→ Arbeitsanweisungen:
- a) Übersetzen Sie den folgenden Satz aus dem Textauszug über die Zeugen Jehovas ins Englische: „Das zeigt schon, daß sie das Alte Testament weit mehr in ihrer Religion benutzen als das Neue Testament.“
- b) Schreiben Sie aus dem Textauszug über die Zeugen Jehovas die Stelle ab, die mit den Worten „Und die wollen“ beginnt, und enden Sie nach „Schöpfung absetzen wollen.“.

→ Textauszug:
------------------------------------

Ernst Wiechert hat tatsächlich etwas vom Wesen dieser Sekte erfaßt, nämlich die unbegreifliche Sturheit, die Unzugänglichkeit gegenüber jedem Argument und vor allem das völlige Durcheinander in der Lehre.

Und die wollen wir uns jetzt, als dritten Punkt, näher ansehen. Die Zeugen Jehovas haben ihren Namen nach dem Gott des Alten Testamentes, Jahwe, den sie aber mit bestimmten Vokalen versehen haben, so daß Jehova daraus geworden ist. Das zeigt schon, daß sie das Alte Testament weit mehr in ihrer Religion benutzen als das Neue Testament. Sie lesen das Neue Testament im Lichte des Alten, statt wie wir das Alte Testament im Lichte des Neuen zu lesen. Ihr Gottesbegriff ist unhaltbar; denn ihr Gott hat einen Körper. Ihr Gott ist nicht nur Geist, ihr Gott hat auch einen Körper, und damit ist natürlich ausgeschlossen, daß er der actus purus, die reine Verwirklichung des Seins, sein kann, als den wir ihn notwendig bekennen müssen, wenn wir ihn von der Schöpfung absetzen wollen.

------------------------------------

→ Datensatz:
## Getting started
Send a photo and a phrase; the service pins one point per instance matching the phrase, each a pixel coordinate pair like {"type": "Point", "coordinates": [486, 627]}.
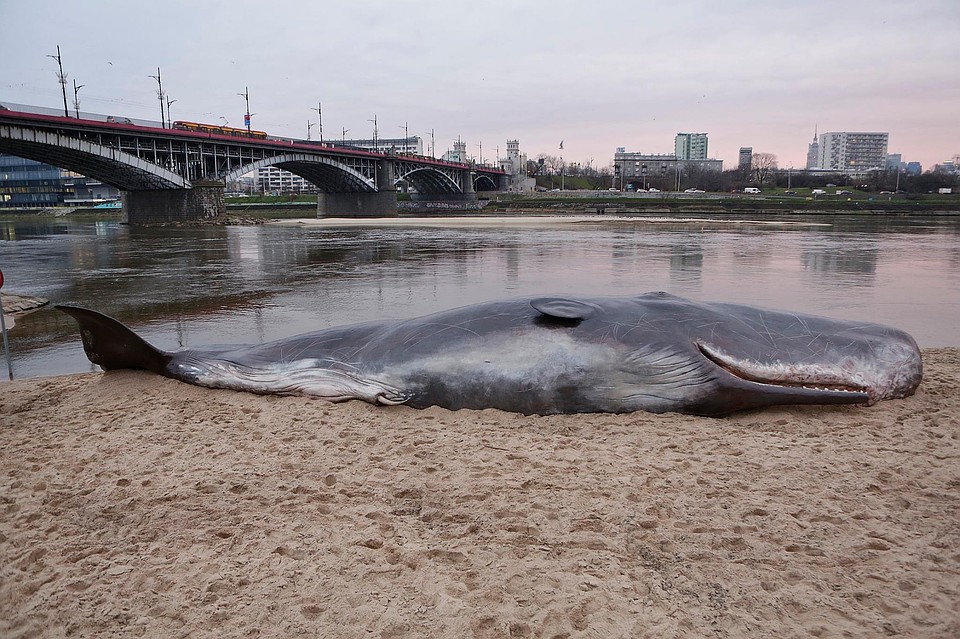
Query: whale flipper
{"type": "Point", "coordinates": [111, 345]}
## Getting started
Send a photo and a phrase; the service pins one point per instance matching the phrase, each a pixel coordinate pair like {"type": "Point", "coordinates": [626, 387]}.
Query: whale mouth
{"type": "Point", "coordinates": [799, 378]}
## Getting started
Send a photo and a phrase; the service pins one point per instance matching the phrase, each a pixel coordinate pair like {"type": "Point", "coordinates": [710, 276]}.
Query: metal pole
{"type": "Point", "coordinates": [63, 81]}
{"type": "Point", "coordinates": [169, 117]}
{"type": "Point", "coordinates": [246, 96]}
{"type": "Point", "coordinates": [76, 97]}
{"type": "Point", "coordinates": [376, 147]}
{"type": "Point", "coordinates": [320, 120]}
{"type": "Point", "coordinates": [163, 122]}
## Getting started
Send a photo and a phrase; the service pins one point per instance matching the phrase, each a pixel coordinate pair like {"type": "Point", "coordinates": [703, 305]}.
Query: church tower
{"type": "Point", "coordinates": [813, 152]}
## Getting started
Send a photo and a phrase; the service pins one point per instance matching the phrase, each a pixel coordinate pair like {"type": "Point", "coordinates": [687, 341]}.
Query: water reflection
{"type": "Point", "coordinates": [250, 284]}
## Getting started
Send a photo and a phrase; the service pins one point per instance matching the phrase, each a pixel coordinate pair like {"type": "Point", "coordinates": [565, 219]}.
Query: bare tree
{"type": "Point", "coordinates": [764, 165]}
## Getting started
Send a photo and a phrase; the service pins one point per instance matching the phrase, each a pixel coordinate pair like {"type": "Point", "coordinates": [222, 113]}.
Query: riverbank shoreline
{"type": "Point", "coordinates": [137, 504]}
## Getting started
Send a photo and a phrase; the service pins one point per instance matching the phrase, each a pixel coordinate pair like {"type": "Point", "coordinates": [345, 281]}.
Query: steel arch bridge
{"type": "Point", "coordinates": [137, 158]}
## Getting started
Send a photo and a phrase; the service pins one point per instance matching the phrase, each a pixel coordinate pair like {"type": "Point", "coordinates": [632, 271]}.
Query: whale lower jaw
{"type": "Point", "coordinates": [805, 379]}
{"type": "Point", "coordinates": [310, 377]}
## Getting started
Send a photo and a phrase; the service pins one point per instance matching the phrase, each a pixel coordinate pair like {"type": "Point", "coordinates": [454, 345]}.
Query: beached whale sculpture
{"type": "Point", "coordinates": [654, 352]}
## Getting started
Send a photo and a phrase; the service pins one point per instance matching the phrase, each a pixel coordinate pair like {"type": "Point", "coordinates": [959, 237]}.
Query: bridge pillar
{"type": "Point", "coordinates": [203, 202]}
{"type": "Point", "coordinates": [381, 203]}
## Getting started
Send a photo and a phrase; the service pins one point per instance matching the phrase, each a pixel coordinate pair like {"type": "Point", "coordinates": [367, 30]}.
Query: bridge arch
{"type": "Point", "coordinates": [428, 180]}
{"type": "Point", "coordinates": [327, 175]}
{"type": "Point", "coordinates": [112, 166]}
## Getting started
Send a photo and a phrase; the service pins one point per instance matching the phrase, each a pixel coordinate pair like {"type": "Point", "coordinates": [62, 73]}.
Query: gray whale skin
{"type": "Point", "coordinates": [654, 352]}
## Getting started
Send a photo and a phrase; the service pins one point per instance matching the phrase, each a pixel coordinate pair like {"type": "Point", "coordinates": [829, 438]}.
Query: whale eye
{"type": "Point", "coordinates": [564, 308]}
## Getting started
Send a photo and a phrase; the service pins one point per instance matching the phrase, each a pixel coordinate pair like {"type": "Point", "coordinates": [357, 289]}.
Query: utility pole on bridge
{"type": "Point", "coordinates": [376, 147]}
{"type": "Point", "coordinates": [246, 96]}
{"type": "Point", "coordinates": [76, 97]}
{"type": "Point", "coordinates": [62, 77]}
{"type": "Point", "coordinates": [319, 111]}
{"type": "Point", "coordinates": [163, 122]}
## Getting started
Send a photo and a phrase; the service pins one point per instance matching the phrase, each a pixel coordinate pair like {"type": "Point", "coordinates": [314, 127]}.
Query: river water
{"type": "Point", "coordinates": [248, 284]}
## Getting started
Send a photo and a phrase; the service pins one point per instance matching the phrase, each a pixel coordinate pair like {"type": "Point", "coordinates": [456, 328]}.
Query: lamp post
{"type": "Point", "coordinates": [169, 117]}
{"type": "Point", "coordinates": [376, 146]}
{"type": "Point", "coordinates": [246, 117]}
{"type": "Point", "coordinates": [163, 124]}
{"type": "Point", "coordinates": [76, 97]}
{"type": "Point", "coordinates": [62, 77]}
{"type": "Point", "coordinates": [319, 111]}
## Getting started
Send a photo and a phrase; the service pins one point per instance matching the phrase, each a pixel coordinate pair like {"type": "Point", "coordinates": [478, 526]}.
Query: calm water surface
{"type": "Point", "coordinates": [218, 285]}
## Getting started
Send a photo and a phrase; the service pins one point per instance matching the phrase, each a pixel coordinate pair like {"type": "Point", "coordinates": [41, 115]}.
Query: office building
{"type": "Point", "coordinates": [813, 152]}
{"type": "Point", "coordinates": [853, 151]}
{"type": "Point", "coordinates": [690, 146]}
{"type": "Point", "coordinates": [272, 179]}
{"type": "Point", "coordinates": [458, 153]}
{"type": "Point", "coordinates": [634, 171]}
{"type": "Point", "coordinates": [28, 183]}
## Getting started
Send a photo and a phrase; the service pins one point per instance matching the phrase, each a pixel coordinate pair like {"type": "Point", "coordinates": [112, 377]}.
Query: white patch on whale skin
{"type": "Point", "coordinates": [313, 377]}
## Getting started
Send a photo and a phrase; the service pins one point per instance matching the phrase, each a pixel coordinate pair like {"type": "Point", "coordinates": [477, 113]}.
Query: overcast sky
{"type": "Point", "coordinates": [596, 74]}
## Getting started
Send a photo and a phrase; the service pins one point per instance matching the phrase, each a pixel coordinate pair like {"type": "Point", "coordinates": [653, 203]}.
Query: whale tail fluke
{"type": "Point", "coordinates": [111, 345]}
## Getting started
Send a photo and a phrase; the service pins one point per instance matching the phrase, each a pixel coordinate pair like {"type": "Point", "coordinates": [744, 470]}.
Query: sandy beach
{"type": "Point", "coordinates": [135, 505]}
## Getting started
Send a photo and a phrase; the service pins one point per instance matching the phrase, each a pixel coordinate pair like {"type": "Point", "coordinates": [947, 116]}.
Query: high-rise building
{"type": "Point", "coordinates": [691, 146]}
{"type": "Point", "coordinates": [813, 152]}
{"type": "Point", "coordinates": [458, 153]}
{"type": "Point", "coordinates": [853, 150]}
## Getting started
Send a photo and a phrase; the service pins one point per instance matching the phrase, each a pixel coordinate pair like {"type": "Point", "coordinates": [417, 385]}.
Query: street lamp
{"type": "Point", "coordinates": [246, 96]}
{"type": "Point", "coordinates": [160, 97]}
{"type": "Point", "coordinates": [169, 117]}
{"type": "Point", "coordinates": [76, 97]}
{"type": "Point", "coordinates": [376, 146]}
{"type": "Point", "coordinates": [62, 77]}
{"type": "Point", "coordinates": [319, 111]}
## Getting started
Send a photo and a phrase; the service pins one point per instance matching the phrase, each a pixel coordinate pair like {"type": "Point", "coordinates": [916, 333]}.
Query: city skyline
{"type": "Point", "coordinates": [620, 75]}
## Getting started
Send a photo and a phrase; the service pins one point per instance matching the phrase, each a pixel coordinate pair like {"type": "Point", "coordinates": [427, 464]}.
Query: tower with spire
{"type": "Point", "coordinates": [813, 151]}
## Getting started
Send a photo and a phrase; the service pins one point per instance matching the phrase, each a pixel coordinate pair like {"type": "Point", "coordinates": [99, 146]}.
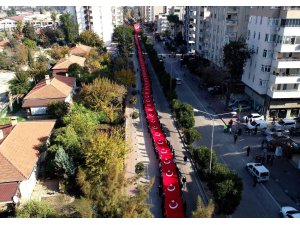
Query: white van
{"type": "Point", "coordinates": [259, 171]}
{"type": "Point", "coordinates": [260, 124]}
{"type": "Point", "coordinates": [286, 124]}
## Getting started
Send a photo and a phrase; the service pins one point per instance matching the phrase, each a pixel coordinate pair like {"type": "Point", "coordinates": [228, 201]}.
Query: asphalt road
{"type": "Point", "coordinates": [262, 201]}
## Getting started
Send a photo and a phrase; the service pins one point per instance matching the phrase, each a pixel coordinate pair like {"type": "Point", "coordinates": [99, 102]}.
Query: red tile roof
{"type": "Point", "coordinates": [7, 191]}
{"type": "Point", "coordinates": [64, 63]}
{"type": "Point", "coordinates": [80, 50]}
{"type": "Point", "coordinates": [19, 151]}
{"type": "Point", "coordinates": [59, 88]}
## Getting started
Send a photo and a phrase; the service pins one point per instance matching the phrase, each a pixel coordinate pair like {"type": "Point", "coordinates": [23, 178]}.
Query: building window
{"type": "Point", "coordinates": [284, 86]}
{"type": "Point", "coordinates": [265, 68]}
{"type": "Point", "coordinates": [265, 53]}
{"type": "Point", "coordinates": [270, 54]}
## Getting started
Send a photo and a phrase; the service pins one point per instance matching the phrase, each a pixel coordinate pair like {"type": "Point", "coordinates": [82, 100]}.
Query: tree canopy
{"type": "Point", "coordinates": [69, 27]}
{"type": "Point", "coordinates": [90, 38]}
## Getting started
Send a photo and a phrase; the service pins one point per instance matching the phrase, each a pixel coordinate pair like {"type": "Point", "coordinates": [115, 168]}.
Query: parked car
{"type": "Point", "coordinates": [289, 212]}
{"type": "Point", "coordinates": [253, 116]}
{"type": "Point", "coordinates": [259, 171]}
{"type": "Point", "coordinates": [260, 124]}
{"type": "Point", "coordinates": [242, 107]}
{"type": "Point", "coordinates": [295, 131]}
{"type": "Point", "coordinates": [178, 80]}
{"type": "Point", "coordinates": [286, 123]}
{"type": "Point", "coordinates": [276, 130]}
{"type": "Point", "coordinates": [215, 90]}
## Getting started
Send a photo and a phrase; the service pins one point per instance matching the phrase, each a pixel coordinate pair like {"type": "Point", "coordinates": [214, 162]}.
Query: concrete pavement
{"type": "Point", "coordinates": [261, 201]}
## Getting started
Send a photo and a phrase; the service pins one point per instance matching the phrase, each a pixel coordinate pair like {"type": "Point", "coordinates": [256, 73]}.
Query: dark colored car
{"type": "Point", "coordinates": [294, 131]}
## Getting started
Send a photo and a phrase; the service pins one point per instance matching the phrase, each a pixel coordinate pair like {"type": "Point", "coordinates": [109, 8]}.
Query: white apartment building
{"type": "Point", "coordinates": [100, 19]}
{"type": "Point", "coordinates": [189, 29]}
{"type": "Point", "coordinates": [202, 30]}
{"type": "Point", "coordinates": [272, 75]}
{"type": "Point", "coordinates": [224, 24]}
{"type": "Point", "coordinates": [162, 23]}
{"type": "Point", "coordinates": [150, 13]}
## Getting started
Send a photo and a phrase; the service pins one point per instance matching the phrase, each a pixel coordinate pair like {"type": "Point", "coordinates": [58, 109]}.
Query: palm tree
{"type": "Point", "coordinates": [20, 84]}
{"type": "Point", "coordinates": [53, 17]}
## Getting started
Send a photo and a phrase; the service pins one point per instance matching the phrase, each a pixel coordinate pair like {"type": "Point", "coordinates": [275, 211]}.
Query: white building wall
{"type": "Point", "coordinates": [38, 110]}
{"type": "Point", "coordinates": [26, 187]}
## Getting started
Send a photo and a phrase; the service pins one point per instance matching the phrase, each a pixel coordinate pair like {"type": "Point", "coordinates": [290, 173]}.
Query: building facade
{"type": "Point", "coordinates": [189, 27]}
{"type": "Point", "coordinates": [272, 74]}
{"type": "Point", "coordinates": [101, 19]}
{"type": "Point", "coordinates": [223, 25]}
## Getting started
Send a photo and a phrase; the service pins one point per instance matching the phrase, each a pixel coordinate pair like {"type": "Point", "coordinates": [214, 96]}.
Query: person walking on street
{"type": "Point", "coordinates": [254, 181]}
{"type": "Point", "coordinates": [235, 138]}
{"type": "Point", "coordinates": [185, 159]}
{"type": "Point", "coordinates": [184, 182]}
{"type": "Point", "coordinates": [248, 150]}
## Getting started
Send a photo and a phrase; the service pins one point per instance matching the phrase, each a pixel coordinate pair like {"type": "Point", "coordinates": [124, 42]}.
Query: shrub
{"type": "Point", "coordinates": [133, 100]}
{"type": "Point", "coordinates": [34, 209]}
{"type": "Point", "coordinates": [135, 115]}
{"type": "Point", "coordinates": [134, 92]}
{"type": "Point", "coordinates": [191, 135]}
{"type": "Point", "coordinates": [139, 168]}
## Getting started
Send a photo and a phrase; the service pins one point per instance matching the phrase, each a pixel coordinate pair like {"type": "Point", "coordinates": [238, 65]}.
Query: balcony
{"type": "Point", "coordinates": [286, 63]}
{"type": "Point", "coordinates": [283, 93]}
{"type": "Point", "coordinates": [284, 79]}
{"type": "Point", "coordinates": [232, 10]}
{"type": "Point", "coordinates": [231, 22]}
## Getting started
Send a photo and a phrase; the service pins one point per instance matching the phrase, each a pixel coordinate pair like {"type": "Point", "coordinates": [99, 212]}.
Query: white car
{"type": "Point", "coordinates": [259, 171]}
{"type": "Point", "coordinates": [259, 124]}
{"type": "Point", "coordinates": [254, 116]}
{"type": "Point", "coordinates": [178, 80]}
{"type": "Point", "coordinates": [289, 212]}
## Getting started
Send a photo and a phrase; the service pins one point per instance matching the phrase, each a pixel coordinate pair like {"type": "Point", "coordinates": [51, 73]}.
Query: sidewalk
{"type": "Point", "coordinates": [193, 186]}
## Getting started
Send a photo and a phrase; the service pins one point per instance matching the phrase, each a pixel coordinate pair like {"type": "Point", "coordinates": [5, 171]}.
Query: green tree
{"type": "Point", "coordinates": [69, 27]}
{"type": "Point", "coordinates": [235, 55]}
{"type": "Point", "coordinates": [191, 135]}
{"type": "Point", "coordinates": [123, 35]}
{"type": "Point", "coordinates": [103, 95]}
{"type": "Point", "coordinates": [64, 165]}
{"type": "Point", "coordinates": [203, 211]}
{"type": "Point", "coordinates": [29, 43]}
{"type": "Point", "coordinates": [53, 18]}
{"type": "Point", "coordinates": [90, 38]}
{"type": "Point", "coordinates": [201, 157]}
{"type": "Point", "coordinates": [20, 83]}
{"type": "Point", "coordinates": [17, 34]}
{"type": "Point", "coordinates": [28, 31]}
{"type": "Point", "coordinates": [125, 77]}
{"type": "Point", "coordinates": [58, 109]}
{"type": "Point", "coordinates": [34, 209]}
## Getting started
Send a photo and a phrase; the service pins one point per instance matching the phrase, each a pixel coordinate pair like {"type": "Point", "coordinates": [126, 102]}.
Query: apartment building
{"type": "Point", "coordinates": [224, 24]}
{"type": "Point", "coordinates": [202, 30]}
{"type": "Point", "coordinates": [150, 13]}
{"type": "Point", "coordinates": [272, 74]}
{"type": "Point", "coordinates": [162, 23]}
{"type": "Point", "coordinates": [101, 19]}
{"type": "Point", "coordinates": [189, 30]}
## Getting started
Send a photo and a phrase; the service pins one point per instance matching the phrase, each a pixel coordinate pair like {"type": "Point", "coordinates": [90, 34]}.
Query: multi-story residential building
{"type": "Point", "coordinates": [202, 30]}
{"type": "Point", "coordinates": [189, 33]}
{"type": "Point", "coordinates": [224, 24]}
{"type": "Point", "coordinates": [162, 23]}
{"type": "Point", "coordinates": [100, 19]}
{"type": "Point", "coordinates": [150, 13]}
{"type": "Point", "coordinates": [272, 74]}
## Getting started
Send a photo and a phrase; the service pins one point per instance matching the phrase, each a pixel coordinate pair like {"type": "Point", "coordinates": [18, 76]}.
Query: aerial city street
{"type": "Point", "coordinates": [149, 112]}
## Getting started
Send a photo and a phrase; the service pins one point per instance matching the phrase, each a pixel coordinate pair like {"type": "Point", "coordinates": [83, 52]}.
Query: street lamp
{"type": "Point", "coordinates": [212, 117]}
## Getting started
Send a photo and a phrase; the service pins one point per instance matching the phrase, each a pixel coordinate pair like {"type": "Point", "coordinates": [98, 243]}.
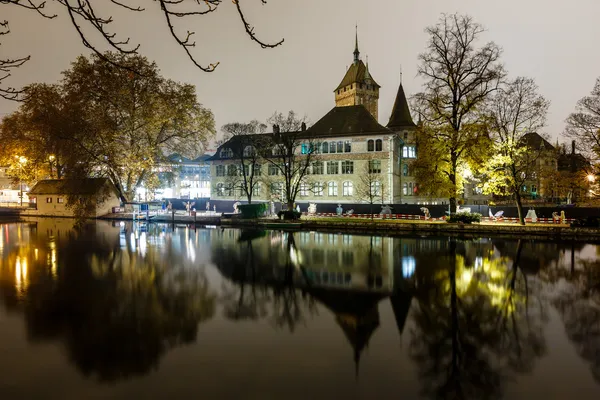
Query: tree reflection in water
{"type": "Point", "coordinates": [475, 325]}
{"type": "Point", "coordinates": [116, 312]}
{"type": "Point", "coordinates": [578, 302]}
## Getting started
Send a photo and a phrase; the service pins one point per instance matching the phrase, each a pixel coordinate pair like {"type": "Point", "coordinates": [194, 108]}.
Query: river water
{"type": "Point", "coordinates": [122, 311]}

------------------------------------

→ Lösungen:
- a) That already shows that they use the Old Testament far more in their religion than the New Testament.

- b)
Und die wollen wir uns jetzt, als dritten Punkt, näher ansehen. Die Zeugen Jehovas haben ihren Namen nach dem Gott des Alten Testamentes, Jahwe, den sie aber mit bestimmten Vokalen versehen haben, so daß Jehova daraus geworden ist. Das zeigt schon, daß sie das Alte Testament weit mehr in ihrer Religion benutzen als das Neue Testament. Sie lesen das Neue Testament im Lichte des Alten, statt wie wir das Alte Testament im Lichte des Neuen zu lesen. Ihr Gottesbegriff ist unhaltbar; denn ihr Gott hat einen Körper. Ihr Gott ist nicht nur Geist, ihr Gott hat auch einen Körper, und damit ist natürlich ausgeschlossen, daß er der actus purus, die reine Verwirklichung des Seins, sein kann, als den wir ihn notwendig bekennen müssen, wenn wir ihn von der Schöpfung absetzen wollen.